Work request 1: Reproduce word for word the passage of the opera career excerpt that opens with the words containing "- At the Palm" and closes with "in Skopje (Macedonia).".
Work request 2:
Answer these from the opera career excerpt:
(a) What role did she sing in Mephistopheles at the Teatro Nacional de Sao Carlos?
(b) In what city did she sing the leading role in the first performance of Carmen in the Middle East?
(c) Who wrote the libretto of the opera Être Dieu?

She sang in various operas in other countries:
- Barcelona (Teatro Liceo) Adriana Lecouvreur (Principessa de Bouillon) with Mirella Freni and Plácido Domingo, and Roberto Devereux (Sara) conducted by Richard Bonynge;
- Lissabon (Teatro Nacional de Sao Carlos) she sang Elena in Mephistopheles by A.Boito conducted by Daniel Nazareth, and Mass in c-minor by Mozart in Gulbenkian Foundation with maestro Claudio Schimone;
- Rio de Janeiro (Teatro Municipal):
- Carmen (Carmen) with Plácido Domingo and Justino Dias; Requiem – G.Verdi, conducted by Anton Guadagno, Il Barbiere di Siviglia (Rosina) and Ariadne auf Naxos (Compositor) conducted by Eugene Kohn.
- São Paulo (Teatro Municipal) Carmen (Carmen) conducted by Isaac Karabtchevsky,
- Tokyo (Bunka Kaikan)- Carmen (Carmen);
- Athens Festival (Irodion)- Carmen (Carmen)
- In National theatre in Dublin, she sang Eboli in Don Carlo, and in Mexico City (Teatro de la Ciudad) Il Barbiere di Siviglia (Rosina).
- At the Palm Beach Opera (USA) she interpreted main roles in LA: Cenerentola and L`Italiana in Algeri, also Eboli in Don Carlo with maestro Anton Guadagno.
- Amneris in opera Aida she sang in Austria in the festival Gars am Kamp, Opera Zagreb, and samer festival `Split-Peristil` in Croatia.
- At Georges Enescu Festival in Bucharest (Romania) she was Abigaille (Nabucco), as well as in Festival in Split, end Festival in Skopje (Macedonia).
- In Bulgaria National opera Sofia she sang Adalgisa (Norma),
- Toronto – Glenn Gould Hall, Recital.

Jovanović sung leading role in the first performance of Carmen in the Middle -East, in Abu Dhabi. She also sang at The Royal Opera de Vallonie(Liege), L'Opera de Nice, L`Opera de Toulon, L`Opera de Bordeaux, Teatro Cervantes (Malaga), Teatro della Maestranza (Siviglia), Teatro Victoria Eugenia (San Sebastian), Teatro Vittorio Emanuele (Messina), Bedzih Smetana Hall (Prag), Opera Budapest, Opera Odessa (Ukraina), Salzburg (Mozarteum), Dubrovnik Samer Festival, Opera Ljubljana i Opera Maribor (Slovenia), Thessaloniki, Brno, Beijing...

At Figeras (Spain) she participated first world performance fragment of the opera Être Dieu with libretto of Salvador Dalí.
She has performed two recitals at Kennedy Center (Washington, D.C) as well as a performance at Carnegie Hall (New York).

Data provided:
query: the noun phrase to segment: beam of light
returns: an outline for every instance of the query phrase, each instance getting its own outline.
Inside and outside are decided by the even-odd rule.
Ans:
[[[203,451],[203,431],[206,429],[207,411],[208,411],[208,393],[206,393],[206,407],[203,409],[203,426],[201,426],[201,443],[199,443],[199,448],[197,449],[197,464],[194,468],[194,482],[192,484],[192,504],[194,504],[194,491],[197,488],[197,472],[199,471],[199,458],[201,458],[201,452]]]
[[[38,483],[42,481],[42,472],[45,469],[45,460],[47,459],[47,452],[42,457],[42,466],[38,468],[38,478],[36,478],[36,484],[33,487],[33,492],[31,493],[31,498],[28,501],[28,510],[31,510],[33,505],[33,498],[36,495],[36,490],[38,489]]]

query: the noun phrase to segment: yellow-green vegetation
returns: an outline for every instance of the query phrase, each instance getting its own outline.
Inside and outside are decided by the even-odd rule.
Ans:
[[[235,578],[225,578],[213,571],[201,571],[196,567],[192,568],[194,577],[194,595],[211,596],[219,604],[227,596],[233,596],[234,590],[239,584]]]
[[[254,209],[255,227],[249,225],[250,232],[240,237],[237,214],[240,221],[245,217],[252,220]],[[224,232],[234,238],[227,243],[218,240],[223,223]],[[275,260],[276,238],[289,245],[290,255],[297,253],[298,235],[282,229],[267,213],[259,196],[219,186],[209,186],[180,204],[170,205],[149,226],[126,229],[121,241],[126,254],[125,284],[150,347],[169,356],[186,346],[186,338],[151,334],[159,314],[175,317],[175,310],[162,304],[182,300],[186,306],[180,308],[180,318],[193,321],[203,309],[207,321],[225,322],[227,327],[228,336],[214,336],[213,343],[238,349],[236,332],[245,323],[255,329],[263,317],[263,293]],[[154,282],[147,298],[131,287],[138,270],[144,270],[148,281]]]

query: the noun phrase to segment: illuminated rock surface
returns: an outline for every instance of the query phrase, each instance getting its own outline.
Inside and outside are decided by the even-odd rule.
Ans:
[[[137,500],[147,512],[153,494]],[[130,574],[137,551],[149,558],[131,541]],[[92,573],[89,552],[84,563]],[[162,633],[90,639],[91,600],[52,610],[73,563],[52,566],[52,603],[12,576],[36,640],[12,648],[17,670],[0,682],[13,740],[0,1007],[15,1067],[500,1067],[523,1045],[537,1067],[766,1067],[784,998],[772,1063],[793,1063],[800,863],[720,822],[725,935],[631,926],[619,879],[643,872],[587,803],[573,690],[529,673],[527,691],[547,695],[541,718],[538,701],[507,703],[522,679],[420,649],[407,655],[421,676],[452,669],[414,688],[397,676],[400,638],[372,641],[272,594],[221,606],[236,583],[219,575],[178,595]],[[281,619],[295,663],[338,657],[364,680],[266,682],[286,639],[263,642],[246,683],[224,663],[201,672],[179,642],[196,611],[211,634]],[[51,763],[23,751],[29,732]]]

Exercise output 1:
- At the Palm Beach Opera (USA) she interpreted main roles in LA: Cenerentola and L`Italiana in Algeri, also Eboli in Don Carlo with maestro Anton Guadagno.
- Amneris in opera Aida she sang in Austria in the festival Gars am Kamp, Opera Zagreb, and samer festival `Split-Peristil` in Croatia.
- At Georges Enescu Festival in Bucharest (Romania) she was Abigaille (Nabucco), as well as in Festival in Split, end Festival in Skopje (Macedonia).

Exercise output 2:
(a) Elena
(b) Abu Dhabi
(c) Salvador Dalí